• _Request_:
Copy out every record precisely.

• _Items_:
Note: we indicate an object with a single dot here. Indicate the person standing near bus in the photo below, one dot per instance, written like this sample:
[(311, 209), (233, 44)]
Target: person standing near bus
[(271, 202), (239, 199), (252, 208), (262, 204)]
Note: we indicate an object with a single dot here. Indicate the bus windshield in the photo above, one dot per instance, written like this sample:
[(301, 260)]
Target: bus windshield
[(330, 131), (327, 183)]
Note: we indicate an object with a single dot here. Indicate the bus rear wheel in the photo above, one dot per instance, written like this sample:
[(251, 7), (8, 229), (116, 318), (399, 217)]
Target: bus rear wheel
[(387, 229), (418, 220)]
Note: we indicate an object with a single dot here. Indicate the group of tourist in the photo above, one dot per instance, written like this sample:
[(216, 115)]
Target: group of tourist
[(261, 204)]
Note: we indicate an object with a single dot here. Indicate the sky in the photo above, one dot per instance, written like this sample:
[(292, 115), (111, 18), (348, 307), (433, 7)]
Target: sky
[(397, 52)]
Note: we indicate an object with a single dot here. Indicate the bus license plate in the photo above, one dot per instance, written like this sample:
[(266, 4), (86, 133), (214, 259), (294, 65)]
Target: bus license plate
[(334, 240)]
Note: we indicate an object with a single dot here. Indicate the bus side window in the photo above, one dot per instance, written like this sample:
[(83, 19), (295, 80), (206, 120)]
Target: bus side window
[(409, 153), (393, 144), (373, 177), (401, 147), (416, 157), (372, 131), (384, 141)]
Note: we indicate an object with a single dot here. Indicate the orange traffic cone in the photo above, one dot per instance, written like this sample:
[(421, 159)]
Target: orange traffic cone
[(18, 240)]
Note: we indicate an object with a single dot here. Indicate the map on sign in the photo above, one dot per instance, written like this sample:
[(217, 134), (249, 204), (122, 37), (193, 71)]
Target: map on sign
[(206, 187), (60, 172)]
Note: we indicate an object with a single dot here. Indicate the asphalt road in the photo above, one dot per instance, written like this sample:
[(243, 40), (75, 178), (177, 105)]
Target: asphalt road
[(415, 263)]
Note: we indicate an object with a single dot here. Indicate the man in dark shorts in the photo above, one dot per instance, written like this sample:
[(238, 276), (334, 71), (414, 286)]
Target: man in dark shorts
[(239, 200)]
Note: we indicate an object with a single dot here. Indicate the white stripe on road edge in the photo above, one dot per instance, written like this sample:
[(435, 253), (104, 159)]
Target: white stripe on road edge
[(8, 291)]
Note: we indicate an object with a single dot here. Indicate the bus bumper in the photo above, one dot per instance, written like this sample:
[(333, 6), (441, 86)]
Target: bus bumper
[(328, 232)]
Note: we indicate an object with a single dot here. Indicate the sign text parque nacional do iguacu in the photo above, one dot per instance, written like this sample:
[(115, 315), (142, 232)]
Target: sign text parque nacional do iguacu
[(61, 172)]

• _Expected answer_:
Note: we indicate an object with a single dot here. Indicate the person standing near bus in the photo below, one dot per instance, written like this sample:
[(311, 209), (233, 44)]
Target: person standing near bus
[(271, 202), (239, 199), (252, 208), (262, 204)]
Note: we indicate an object with a single dot here. Indicate the bus windshield in the photo above, one dot per instance, written like this sample:
[(301, 260)]
Target: bus windshield
[(330, 131), (327, 183)]
Note: we indicate an object with a single dot here. Indicate the bus rear wheel in the photo above, one dot per instance, written like this sample:
[(251, 7), (8, 229), (116, 318), (399, 217)]
Target: bus rear wheel
[(387, 229), (418, 220)]
Note: we indicate an object with a single dot here. Indicate the group of tourist in the photo above, one dot per instance, written like this sample:
[(216, 115)]
Target: group of tourist
[(261, 204)]
Note: we indicate an object with a single dot here. Indicate the sky in the photo above, one dot per instance, written like this sample:
[(292, 115), (111, 18), (348, 307), (433, 7)]
Target: sky
[(397, 52)]
Note: we indicate an object with a single dot here. Indicate the bus license plate in the photo above, one dot per instance, written like this sample:
[(266, 4), (86, 133), (214, 259), (294, 65)]
Target: bus license plate
[(334, 240)]
Note: we indicate an object with a single dot here. Indicate the bus side window in the photo above, one dot per instance, written like this sample:
[(83, 19), (295, 80), (206, 120)]
Target: bus side window
[(409, 153), (393, 144), (373, 177), (401, 147), (416, 157), (372, 131), (384, 141)]
Note: we indicate an object with a single dot here. Indicate the orange traffic cone in the photo above, one dot per instance, written like this sample:
[(421, 159)]
Target: orange traffic cone
[(18, 240)]
Note: we indicate an object with a single dot here. Indicate the map on sign in the photo above, one dot per instance, written like this sample:
[(217, 134), (249, 204), (122, 37), (193, 71)]
Target: map on sign
[(206, 187), (60, 172)]
Note: we indicate an object with a single dot here. Indicate the asphalt road in the photo above, one dot per instance, written like this sample:
[(243, 40), (75, 178), (177, 105)]
Target: asphalt road
[(415, 263)]
Note: we indicate an object with a single dot here. Indicate the man in dark shorts in the photo above, one dot per instance, written like this sample:
[(238, 276), (334, 71), (414, 286)]
Target: man in dark shorts
[(239, 200)]
Note: we indicate an object with a single dot here. Indicate the white stripe on road edge in the photo above, one dot per instance, written like this sample:
[(435, 253), (104, 159)]
Target: white stripe on road edge
[(8, 291)]
Note: we indicate an object with a single dot here. Indicate the bus bumper in the photo above, one dot per instance, written like this sample:
[(333, 6), (441, 86)]
Target: bus bumper
[(328, 232)]
Note: we indicate an object with a single dot here. Indicate the sign text parque nacional do iguacu in the photo above, one dot per instance, written like this sample:
[(115, 315), (142, 232)]
Target: sign text parque nacional do iguacu
[(61, 172)]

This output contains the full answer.